### BRIEF:
Reproduce the passage from the pension withdrawal provisions below, starting at "(b)    any other" and ending at "of this Part.", word for word.

### PROVIDED TEXT:
____
Application to withdrawing persons accruing multiple service

19   Where

                                 (a)    subsections (2) and (4) or subsection (5) of section 12 apply, or

                                 (b)    any other similar circumstances that give rise to doubt as to a person’s pension coverage or potential coverage under this Part arise,

any apportionment or other separation or division that needs to be done under this Part as between the Plan and the other plan or plans or between the other plans must be done on a basis that is approved by the Board and that most closely reflects the overall intent of this Part.

Indemnification

20(1)  The withdrawing employer and the legal owners of the pension fund of the other plan indemnify

                                 (a)    the Board and the members of the Board for any damages or legal and other expenses incurred in defending any claim against the Board or any Board member that arises directly or indirectly from the withdrawal, and

                                 (b)    the plan fund and the Plan’s administrator and trustee for any claims made by any person that arise directly or indirectly from the withdrawal.

(2)  Subject to subsection (1), an indemnification by subsection (1)(a) covers anything done by the Board or Board member, as the case may be, in good faith in the exercise of powers, duties and functions under section 14 of the Act Schedule or this Part.
____
### PROVIDED MATERIAL:
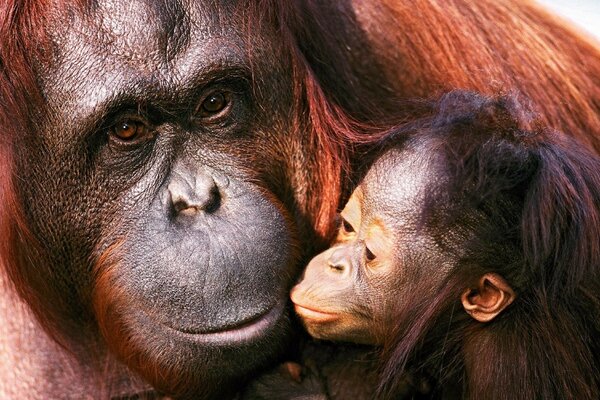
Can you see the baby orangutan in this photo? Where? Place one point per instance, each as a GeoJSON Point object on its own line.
{"type": "Point", "coordinates": [470, 253]}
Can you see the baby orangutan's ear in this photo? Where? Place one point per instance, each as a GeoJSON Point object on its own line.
{"type": "Point", "coordinates": [488, 299]}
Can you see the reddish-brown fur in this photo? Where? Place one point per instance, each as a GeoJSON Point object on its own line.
{"type": "Point", "coordinates": [353, 64]}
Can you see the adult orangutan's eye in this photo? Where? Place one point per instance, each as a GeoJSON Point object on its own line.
{"type": "Point", "coordinates": [369, 256]}
{"type": "Point", "coordinates": [214, 104]}
{"type": "Point", "coordinates": [130, 130]}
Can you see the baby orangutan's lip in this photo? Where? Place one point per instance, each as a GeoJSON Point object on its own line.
{"type": "Point", "coordinates": [314, 315]}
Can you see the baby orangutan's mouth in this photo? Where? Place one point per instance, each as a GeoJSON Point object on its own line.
{"type": "Point", "coordinates": [313, 315]}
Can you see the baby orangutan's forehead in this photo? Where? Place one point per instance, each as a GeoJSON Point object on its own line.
{"type": "Point", "coordinates": [395, 184]}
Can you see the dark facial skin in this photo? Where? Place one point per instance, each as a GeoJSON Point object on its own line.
{"type": "Point", "coordinates": [346, 291]}
{"type": "Point", "coordinates": [162, 228]}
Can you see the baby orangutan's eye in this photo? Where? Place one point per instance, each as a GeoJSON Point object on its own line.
{"type": "Point", "coordinates": [346, 226]}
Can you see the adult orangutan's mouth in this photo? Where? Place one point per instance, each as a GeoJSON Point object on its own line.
{"type": "Point", "coordinates": [315, 315]}
{"type": "Point", "coordinates": [246, 331]}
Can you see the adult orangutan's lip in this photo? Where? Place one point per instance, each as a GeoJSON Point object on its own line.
{"type": "Point", "coordinates": [314, 315]}
{"type": "Point", "coordinates": [247, 331]}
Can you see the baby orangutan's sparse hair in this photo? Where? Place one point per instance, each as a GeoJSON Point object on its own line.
{"type": "Point", "coordinates": [471, 252]}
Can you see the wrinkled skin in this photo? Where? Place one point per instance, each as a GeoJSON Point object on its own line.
{"type": "Point", "coordinates": [151, 145]}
____
### EXERCISE OUTPUT:
(b)    any other similar circumstances that give rise to doubt as to a person’s pension coverage or potential coverage under this Part arise,

any apportionment or other separation or division that needs to be done under this Part as between the Plan and the other plan or plans or between the other plans must be done on a basis that is approved by the Board and that most closely reflects the overall intent of this Part.